[Record excerpts start]

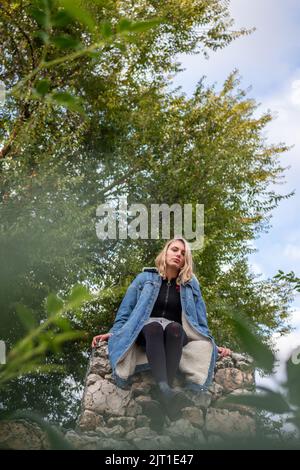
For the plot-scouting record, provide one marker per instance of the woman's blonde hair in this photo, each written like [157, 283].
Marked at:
[186, 272]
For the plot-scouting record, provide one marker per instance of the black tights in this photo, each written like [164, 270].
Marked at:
[163, 349]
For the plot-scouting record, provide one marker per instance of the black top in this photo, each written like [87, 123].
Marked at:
[168, 304]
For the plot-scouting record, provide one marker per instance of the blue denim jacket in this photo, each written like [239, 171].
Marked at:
[136, 308]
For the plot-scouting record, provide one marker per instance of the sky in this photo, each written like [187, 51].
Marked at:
[268, 61]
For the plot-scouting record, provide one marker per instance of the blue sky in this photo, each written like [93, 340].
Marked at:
[268, 60]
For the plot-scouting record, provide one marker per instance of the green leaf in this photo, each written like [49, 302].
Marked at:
[66, 42]
[78, 295]
[74, 9]
[106, 29]
[53, 304]
[42, 87]
[26, 316]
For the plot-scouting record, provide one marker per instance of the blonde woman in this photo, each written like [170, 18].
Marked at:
[161, 325]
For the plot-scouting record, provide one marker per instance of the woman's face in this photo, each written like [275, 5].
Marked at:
[175, 256]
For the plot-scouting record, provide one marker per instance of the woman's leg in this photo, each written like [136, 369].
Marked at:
[175, 339]
[155, 350]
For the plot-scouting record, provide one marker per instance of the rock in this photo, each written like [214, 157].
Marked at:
[233, 378]
[92, 378]
[133, 409]
[216, 391]
[140, 389]
[200, 399]
[183, 429]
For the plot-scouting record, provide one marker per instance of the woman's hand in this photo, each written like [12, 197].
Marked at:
[224, 352]
[100, 338]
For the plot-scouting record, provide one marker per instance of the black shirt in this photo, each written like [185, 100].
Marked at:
[168, 304]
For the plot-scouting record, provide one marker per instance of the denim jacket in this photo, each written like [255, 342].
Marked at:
[136, 308]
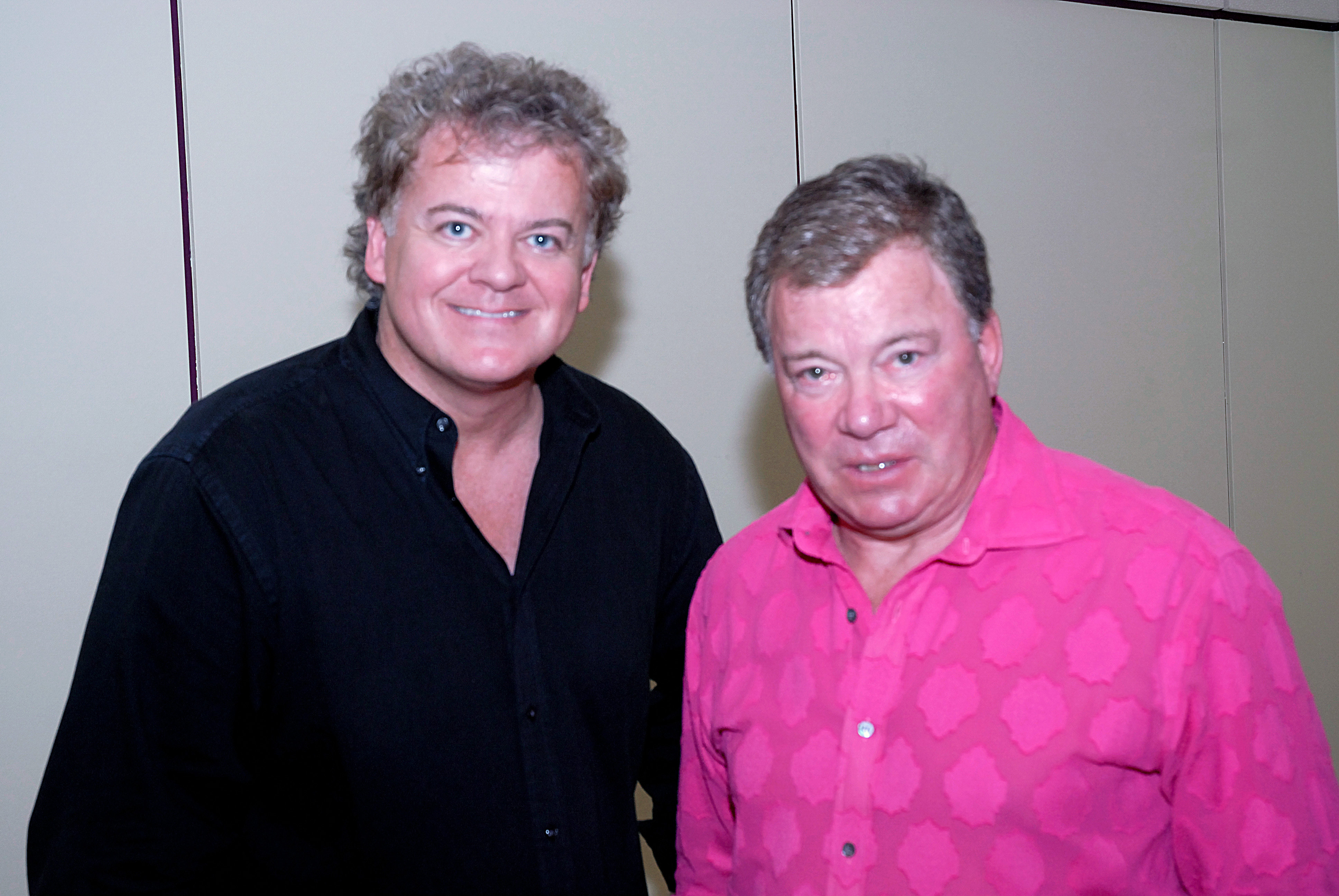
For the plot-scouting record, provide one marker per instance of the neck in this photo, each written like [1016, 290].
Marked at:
[881, 559]
[880, 563]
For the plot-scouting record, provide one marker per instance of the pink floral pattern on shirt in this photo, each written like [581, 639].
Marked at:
[1092, 690]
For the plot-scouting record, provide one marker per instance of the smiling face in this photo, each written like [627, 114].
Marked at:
[484, 272]
[887, 395]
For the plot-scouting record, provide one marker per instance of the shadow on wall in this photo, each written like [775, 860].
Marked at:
[773, 465]
[596, 333]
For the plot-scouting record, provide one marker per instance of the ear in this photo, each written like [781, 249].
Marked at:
[990, 349]
[586, 282]
[374, 260]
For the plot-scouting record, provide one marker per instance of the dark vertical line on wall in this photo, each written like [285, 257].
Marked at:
[1223, 268]
[185, 205]
[795, 87]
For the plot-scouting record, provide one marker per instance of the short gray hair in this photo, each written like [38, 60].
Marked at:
[505, 101]
[828, 230]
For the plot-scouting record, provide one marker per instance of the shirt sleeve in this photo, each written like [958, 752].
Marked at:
[146, 783]
[694, 539]
[1254, 796]
[706, 818]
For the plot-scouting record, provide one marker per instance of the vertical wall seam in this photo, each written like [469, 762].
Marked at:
[795, 87]
[1223, 270]
[184, 173]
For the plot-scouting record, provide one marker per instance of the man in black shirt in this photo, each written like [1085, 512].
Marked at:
[402, 614]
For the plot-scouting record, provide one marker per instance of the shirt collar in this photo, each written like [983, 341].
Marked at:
[568, 410]
[1018, 504]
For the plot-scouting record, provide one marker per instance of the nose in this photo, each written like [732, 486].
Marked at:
[497, 266]
[867, 412]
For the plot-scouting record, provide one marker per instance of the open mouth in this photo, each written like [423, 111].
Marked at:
[491, 315]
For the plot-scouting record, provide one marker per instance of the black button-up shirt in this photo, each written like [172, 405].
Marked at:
[307, 672]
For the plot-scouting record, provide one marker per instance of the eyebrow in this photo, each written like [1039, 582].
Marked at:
[817, 353]
[473, 213]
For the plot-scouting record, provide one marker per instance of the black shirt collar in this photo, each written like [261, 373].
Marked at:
[568, 410]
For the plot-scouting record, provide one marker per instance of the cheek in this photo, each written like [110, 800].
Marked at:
[809, 424]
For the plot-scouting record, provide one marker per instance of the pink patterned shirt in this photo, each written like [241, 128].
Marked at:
[1092, 690]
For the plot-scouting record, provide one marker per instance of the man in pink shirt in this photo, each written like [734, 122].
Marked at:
[958, 661]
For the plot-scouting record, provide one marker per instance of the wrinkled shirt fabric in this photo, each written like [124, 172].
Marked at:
[307, 672]
[1092, 690]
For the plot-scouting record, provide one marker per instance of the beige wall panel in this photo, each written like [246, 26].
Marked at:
[1084, 139]
[93, 342]
[703, 92]
[1282, 250]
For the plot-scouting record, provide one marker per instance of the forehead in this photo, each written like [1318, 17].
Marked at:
[450, 152]
[900, 284]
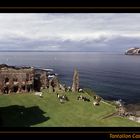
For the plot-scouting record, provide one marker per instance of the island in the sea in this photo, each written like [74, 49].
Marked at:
[133, 51]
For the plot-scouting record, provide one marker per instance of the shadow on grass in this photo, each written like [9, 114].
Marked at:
[19, 116]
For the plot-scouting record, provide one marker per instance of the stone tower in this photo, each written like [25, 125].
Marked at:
[75, 84]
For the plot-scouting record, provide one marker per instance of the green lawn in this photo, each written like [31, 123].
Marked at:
[31, 110]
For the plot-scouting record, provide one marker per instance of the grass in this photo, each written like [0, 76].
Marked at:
[32, 111]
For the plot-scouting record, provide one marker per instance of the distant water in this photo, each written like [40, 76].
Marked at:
[112, 76]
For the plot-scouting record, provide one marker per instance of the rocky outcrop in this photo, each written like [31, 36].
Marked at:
[75, 84]
[133, 51]
[21, 79]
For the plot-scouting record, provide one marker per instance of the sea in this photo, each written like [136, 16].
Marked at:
[113, 76]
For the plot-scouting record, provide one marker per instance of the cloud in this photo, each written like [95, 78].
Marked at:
[69, 31]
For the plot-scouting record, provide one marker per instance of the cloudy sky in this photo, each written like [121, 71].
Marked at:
[69, 31]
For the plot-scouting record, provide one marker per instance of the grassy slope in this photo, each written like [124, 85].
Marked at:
[48, 111]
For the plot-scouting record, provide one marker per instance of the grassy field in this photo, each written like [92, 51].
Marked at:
[30, 110]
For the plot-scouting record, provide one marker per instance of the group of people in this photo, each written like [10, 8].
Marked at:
[62, 98]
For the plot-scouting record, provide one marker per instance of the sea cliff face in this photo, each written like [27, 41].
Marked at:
[133, 51]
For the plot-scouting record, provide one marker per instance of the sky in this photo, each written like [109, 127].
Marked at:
[69, 31]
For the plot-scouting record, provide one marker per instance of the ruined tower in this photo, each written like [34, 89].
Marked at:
[75, 84]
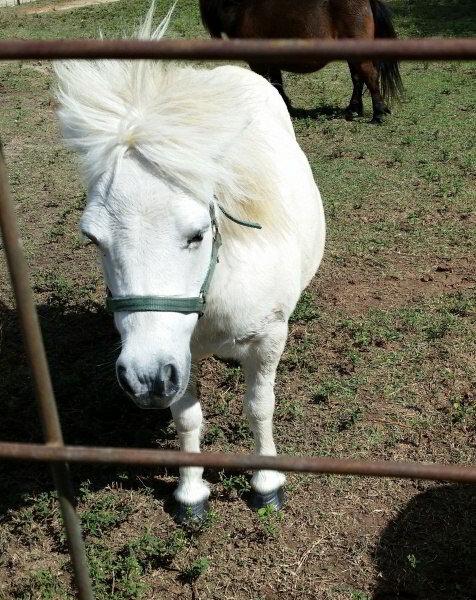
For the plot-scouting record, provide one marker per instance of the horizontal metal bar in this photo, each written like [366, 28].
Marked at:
[172, 458]
[269, 51]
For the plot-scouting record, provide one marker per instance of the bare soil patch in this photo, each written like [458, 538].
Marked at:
[61, 6]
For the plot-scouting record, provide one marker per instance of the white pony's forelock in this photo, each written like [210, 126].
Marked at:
[186, 122]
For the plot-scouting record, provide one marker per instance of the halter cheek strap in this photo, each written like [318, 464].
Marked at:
[171, 303]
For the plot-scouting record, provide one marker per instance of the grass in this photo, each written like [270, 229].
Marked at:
[380, 362]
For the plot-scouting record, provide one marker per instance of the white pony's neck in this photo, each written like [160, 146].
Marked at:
[198, 128]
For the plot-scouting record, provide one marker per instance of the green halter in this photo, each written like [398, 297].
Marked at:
[170, 303]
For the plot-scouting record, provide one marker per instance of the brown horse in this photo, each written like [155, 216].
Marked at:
[358, 19]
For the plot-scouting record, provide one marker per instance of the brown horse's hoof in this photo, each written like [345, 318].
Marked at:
[353, 111]
[184, 513]
[274, 499]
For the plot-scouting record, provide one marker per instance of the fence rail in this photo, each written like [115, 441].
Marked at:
[173, 458]
[269, 51]
[54, 451]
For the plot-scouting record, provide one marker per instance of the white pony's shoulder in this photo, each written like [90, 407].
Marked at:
[268, 94]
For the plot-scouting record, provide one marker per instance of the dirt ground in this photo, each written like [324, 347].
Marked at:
[380, 363]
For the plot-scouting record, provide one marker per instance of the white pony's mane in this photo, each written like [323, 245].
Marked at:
[194, 126]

[Record excerpts end]

**Description of the task:**
Beginning at the line that holds "like [345, 318].", write out word for word each line through the end of the records.

**Answer to this problem:**
For the plot-scouting record, provide one marker per instance of the brown horse's hoof in this photo, each written like [345, 318].
Marked at:
[353, 111]
[184, 513]
[274, 499]
For the plot-scouting record, provide one marker per instance of the fence rail in this photo, each written like [115, 441].
Marked at:
[173, 458]
[269, 51]
[54, 451]
For the plot-scouting record, provide one marker per instance of the white pony's shoulder in this photo, each written like [90, 407].
Marked at:
[268, 94]
For the plot-scouting record, provide one marker per instance of the dirt ground in this photo, each written like [324, 347].
Marked at:
[380, 363]
For the plot-scouting record, provide one marker per instance of the white pony's mane in this photo, each written like [323, 245].
Marked at:
[194, 126]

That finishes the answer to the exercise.